TASK OBJECTIVE: Return the listing below word for word, leaving out the pictures.

SUPPLIED MATERIAL:
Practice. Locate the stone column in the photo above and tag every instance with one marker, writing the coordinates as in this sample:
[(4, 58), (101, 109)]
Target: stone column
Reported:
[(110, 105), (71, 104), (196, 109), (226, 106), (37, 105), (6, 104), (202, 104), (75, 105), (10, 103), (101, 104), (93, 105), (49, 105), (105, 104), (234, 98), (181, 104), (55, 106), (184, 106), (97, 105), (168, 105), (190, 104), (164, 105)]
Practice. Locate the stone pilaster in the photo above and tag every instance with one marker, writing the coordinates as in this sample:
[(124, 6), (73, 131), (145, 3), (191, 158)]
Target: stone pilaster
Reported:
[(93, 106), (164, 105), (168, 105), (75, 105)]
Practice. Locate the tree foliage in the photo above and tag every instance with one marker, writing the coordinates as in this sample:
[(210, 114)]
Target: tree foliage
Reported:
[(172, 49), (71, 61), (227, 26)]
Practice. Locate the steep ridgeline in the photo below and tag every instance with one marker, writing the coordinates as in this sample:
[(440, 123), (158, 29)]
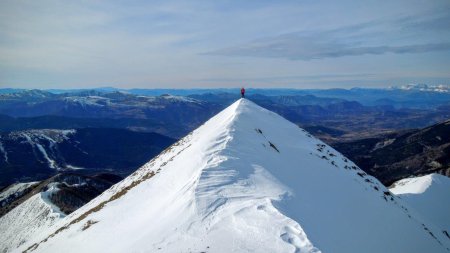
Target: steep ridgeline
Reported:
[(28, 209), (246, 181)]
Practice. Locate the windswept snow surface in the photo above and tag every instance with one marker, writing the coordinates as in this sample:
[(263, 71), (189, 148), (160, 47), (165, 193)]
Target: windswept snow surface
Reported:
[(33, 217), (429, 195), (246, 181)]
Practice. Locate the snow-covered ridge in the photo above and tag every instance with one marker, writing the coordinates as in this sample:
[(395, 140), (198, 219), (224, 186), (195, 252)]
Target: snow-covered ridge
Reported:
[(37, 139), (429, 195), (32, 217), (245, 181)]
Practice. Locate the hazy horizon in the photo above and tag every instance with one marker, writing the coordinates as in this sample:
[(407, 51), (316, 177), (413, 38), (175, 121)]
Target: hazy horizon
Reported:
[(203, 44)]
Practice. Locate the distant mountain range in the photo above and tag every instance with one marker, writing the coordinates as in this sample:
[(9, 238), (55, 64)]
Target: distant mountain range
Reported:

EXERCISE RESPONSE:
Practice. Locate the stone column in the photo above and tag every instance with one marker, writing the coordinates as in this sample:
[(4, 58), (101, 109)]
Target: stone column
Reported:
[(110, 105), (71, 104), (196, 109), (226, 106), (37, 105), (6, 104), (202, 104), (75, 105), (10, 103), (101, 104), (93, 105), (49, 105), (105, 104), (234, 98), (181, 104), (55, 106), (184, 106), (97, 105), (168, 105), (190, 104), (164, 105)]
Practice. Locate the stone pilaster in the photo above and tag every instance with one marker, writing the coordinates as in this sample:
[(124, 6), (73, 131), (145, 3), (191, 158)]
Target: stone pilaster
Reported:
[(93, 106), (164, 105), (168, 105), (75, 105)]
Practice. Locate the tree foliage in the photo above and tag every instance with one marker, writing the coordinates as in this sample:
[(210, 114)]
Target: tree foliage
Reported:
[(172, 49), (71, 61), (227, 26)]
Practice. Locate the steep ridgeline in the photo below and tag every instance with one marker, writing the coordinates as in this sample:
[(440, 123), (158, 29)]
Target: steep ridgeline
Reported:
[(28, 209), (246, 181)]
Practice. Locate the windswept snow surface in the photo above and tag every instance with one marker, writing the coordinates as in this sample:
[(263, 71), (189, 148), (160, 47), (165, 193)]
Target: windswept snow surface
Reported:
[(33, 217), (429, 195), (246, 181)]
Practice. Locate the snow-covered ridge in the photo above and tag every instance with one marker, writing the coordinates as in this sample:
[(395, 140), (198, 219), (224, 186), (195, 252)]
Target: snow-covered ridge
Reported:
[(37, 139), (429, 195), (32, 217), (245, 181)]
Practice. Locate the hazy horizon in the photo above and tag every instance with one marker, writing the coordinates as in this sample:
[(407, 51), (316, 177), (413, 38), (175, 121)]
Target: hazy horizon
Reported:
[(203, 44)]
Practice. Locate the distant mountain range in the photo above and tag every instance with one marker, writing the coordinates as in this sample:
[(9, 238), (55, 64)]
Target: distant mountain range
Reported:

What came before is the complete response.